## WRITTEN INSTRUCTION
Copy every line of the data below, changing "street light pole" to "lamp post" and leaving all else as it is. Omit the pictures.

## INFORMATION SHOWN
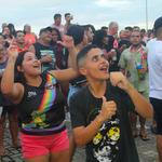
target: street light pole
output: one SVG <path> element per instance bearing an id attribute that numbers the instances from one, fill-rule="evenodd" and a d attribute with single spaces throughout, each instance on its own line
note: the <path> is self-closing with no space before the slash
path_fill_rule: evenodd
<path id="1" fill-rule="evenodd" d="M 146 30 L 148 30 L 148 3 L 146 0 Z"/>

## SOLUTION TO THIS PROBLEM
target: lamp post
output: one SVG <path> element per instance bearing an id attribute that numbers the instances from one, fill-rule="evenodd" and a d attribute with single spaces throughout, each instance on its own line
note: the <path> is self-closing with no space before the slash
path_fill_rule: evenodd
<path id="1" fill-rule="evenodd" d="M 146 30 L 148 30 L 148 3 L 146 0 Z"/>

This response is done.